» Work to do: Which lines in the records below contain the string "nose" with matching case? Copy each of those lines.

» Records shown:

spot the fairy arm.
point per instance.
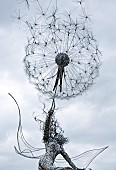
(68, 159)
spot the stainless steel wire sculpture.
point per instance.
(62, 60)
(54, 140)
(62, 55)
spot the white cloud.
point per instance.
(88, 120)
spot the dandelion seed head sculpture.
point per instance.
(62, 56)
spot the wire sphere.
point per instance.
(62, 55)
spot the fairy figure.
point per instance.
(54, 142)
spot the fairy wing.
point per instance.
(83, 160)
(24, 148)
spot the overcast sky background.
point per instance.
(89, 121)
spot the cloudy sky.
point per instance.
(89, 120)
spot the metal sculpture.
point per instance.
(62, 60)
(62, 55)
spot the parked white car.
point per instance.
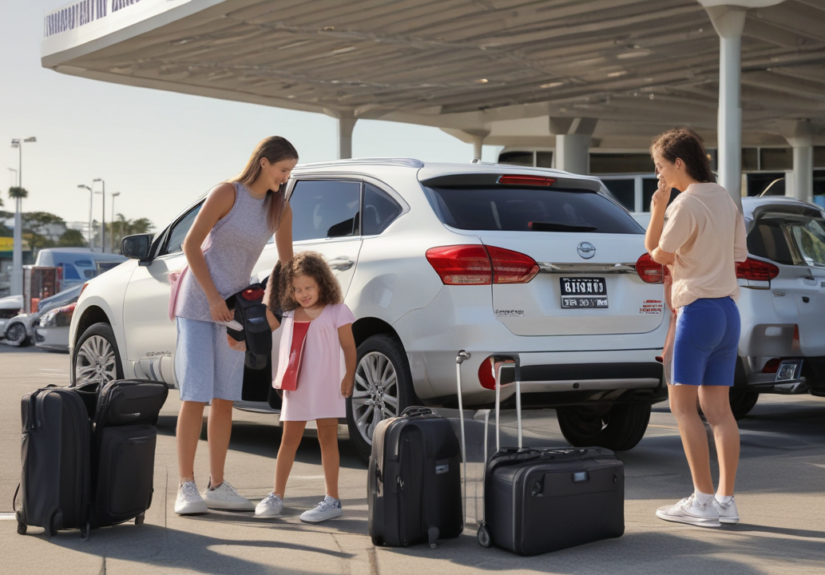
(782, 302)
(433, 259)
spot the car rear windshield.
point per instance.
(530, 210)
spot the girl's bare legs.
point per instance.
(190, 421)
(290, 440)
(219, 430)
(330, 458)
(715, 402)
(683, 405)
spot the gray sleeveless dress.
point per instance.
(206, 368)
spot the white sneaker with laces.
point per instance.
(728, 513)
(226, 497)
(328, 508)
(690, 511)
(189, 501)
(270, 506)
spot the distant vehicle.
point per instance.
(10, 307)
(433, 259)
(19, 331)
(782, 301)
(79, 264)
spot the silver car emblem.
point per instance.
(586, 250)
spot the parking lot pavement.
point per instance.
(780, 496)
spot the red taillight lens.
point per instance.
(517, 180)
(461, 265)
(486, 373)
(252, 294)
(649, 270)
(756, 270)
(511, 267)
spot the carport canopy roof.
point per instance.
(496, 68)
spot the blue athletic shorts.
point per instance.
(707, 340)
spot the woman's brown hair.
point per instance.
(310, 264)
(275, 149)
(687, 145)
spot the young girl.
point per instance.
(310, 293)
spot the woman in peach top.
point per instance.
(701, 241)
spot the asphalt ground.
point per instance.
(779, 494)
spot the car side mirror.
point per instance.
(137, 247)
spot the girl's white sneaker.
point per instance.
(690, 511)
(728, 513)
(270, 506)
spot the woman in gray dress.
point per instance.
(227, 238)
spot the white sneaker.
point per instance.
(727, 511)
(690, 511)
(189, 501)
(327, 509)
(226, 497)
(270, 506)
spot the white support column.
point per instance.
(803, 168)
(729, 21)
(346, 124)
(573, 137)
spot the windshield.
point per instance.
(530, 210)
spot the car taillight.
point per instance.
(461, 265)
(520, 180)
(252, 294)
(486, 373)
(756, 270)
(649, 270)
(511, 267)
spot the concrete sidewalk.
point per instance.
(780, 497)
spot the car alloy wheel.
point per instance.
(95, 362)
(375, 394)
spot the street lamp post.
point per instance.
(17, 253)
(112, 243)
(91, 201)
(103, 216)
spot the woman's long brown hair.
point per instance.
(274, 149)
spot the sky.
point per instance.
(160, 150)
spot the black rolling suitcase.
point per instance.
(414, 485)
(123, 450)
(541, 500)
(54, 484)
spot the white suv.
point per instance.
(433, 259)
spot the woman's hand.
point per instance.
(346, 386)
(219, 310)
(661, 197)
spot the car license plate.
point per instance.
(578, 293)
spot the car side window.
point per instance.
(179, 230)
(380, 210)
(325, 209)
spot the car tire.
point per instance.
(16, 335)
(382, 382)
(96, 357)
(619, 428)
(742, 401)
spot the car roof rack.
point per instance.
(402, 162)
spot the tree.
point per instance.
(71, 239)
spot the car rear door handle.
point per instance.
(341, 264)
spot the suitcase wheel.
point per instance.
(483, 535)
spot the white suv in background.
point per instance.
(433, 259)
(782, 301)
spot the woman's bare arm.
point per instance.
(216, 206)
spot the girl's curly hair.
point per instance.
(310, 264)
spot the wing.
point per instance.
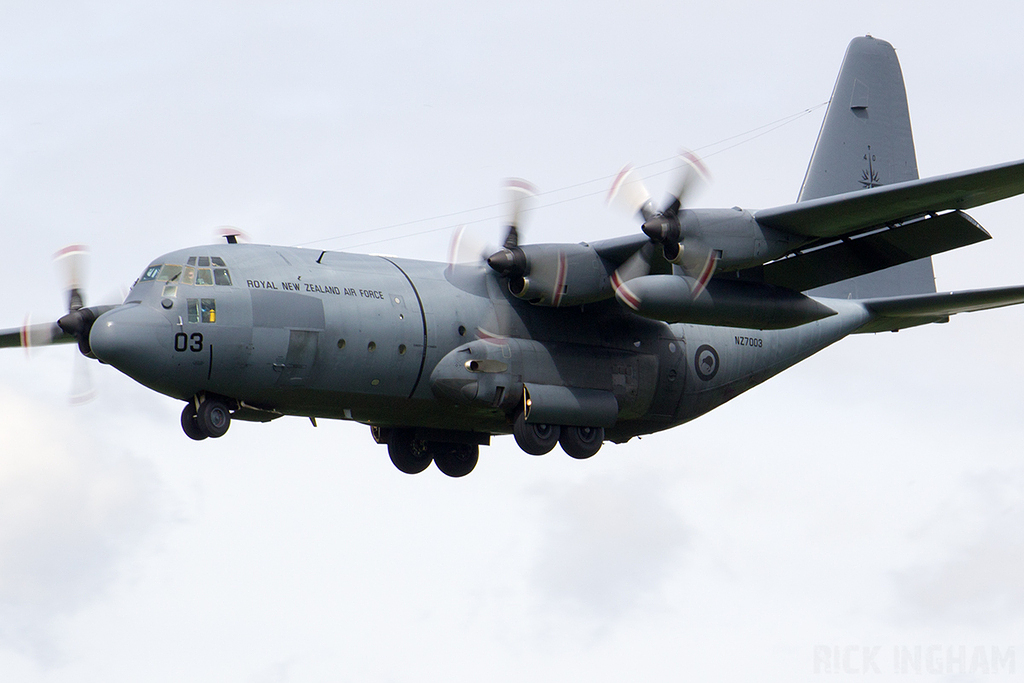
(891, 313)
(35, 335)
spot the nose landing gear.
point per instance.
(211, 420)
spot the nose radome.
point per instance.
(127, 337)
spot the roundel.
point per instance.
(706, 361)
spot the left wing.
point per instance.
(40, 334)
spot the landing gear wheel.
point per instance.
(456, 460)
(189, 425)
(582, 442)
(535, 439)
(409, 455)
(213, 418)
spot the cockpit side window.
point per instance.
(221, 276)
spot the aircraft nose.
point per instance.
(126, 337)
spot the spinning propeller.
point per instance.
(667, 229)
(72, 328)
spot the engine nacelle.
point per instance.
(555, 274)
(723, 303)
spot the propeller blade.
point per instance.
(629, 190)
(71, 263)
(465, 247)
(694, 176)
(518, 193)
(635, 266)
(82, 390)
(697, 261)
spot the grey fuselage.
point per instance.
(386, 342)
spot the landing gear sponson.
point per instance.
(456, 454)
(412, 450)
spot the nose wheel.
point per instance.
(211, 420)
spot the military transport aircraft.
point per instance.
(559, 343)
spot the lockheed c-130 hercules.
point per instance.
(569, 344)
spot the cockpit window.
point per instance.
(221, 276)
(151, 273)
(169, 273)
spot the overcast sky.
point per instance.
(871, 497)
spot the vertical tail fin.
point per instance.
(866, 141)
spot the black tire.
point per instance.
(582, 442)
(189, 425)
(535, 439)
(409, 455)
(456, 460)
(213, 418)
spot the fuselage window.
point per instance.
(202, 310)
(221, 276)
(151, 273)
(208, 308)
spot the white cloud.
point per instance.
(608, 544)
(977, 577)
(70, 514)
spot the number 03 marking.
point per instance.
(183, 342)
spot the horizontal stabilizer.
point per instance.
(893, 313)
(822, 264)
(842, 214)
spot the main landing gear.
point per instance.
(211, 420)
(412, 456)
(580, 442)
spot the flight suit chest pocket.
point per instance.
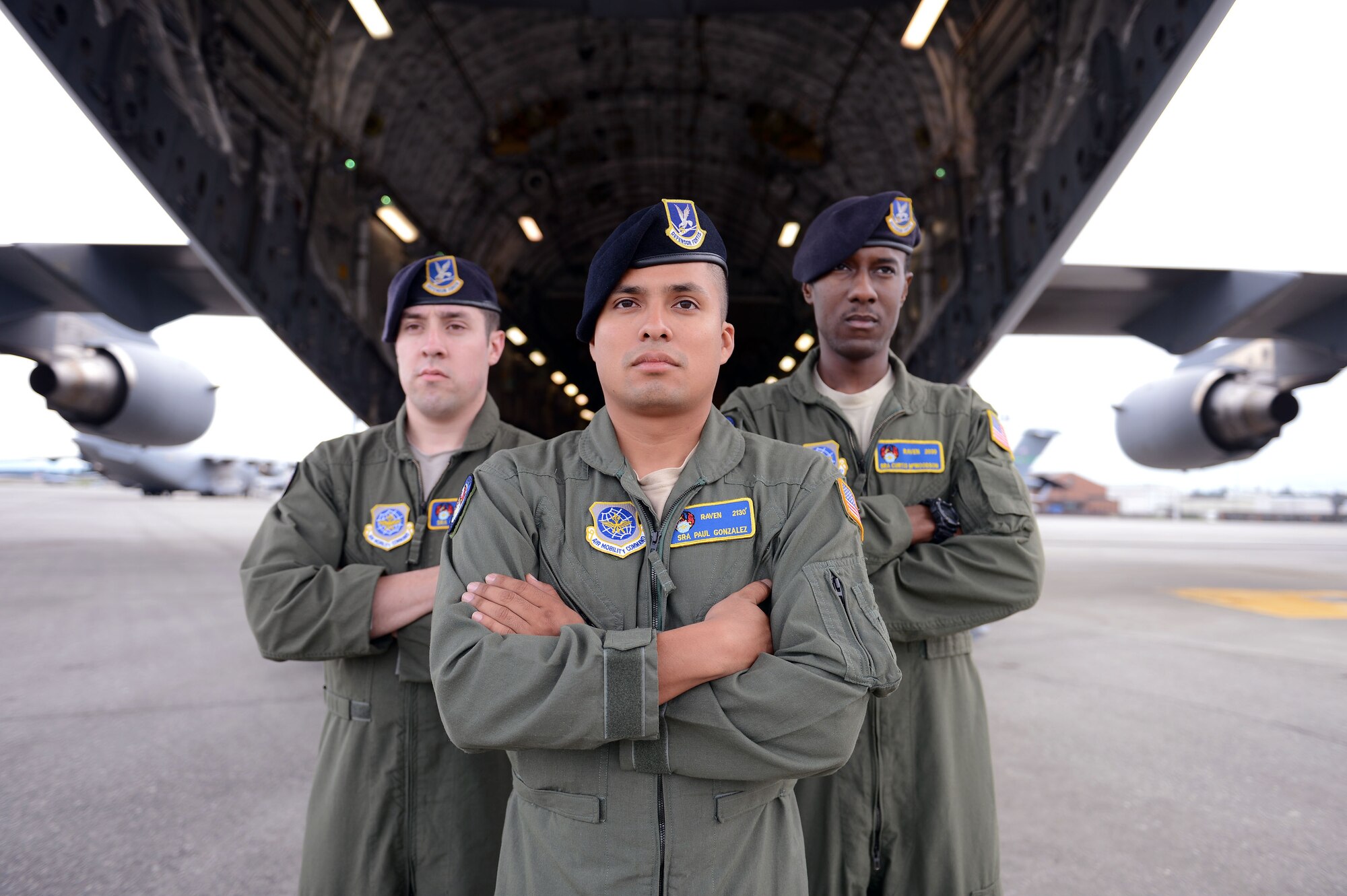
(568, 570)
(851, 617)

==

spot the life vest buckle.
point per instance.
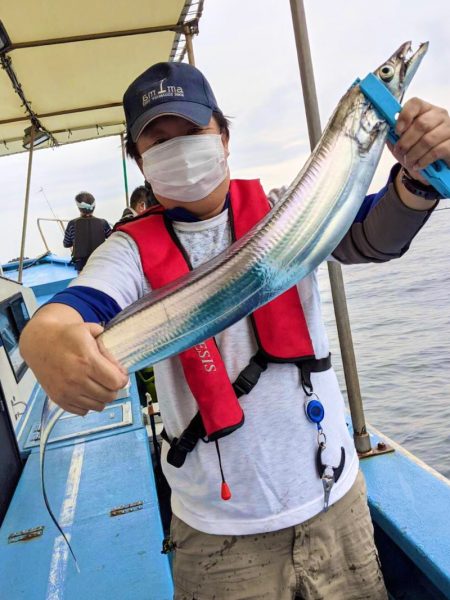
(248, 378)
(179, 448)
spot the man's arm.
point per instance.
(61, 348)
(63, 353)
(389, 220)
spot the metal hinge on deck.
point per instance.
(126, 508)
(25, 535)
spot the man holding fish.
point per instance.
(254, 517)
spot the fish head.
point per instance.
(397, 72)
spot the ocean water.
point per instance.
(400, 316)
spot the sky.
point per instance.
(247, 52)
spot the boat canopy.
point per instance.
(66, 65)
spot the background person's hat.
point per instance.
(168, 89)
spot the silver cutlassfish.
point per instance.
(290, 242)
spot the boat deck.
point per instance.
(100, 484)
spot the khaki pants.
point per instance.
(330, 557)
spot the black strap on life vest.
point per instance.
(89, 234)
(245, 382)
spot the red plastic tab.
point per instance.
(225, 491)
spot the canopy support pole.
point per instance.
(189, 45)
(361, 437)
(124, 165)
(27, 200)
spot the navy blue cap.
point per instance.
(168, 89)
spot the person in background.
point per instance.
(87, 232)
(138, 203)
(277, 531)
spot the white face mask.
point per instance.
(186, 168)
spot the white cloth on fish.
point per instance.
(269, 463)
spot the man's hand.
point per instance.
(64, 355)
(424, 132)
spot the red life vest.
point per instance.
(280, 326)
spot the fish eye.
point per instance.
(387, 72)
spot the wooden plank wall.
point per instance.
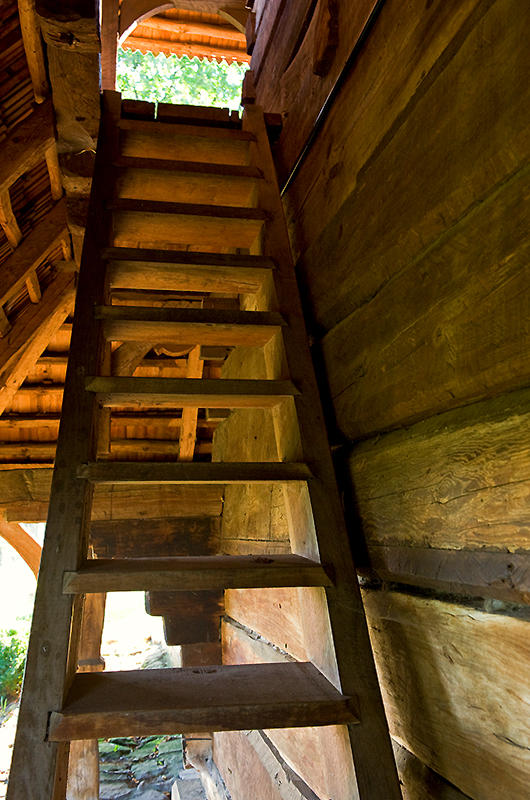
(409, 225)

* * *

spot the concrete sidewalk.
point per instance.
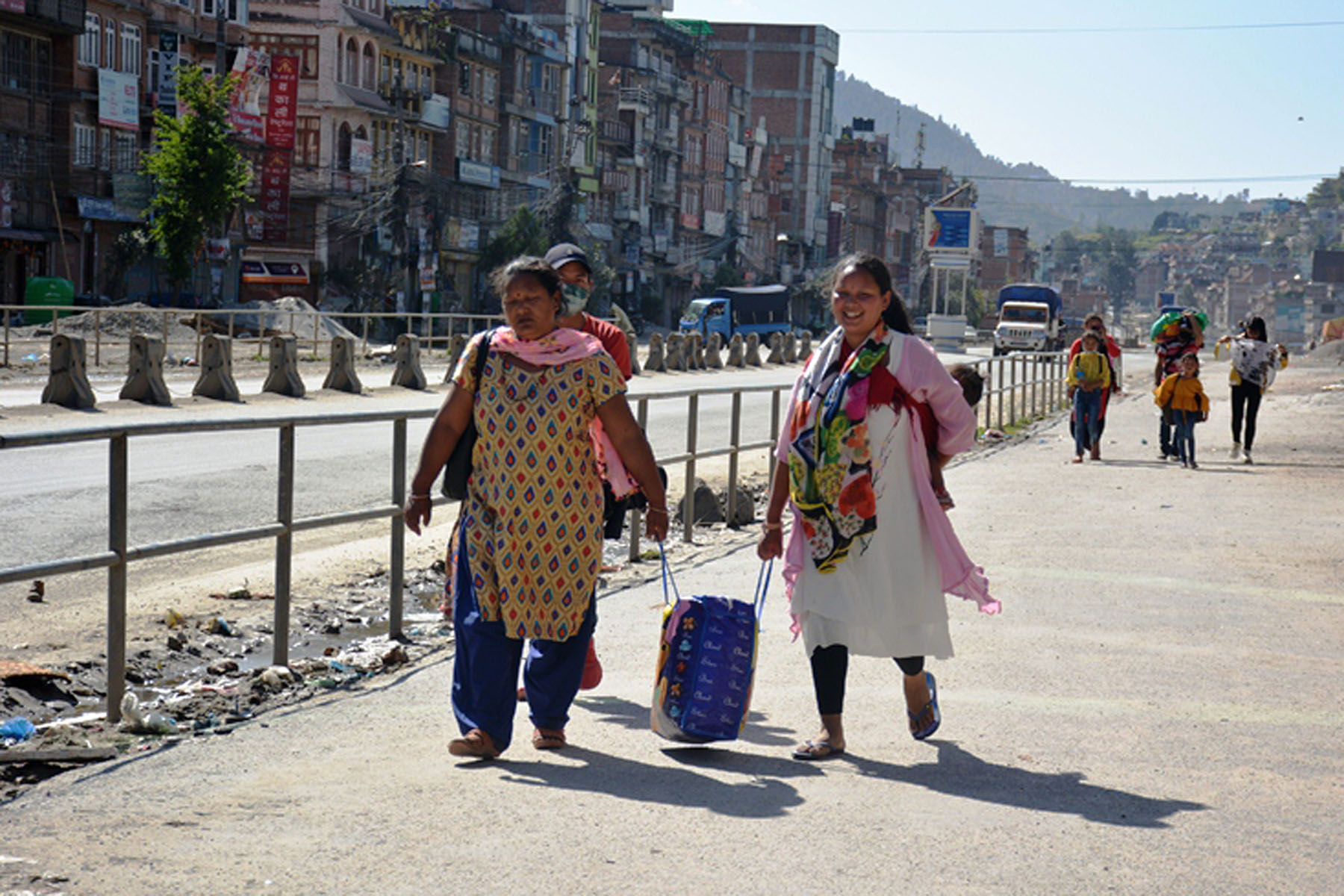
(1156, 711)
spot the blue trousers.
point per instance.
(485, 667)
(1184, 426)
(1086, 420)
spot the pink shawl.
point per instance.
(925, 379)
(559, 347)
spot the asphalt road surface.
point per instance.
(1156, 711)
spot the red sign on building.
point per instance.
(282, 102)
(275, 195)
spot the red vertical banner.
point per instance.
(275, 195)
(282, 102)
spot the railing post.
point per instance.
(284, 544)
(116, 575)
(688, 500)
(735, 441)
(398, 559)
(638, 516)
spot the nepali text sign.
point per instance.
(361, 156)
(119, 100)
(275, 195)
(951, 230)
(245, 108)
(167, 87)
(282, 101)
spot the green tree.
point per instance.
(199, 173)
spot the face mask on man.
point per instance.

» Written solution:
spot the nose landing gear.
spot the nose radome.
spot the aircraft nose.
spot the nose wheel.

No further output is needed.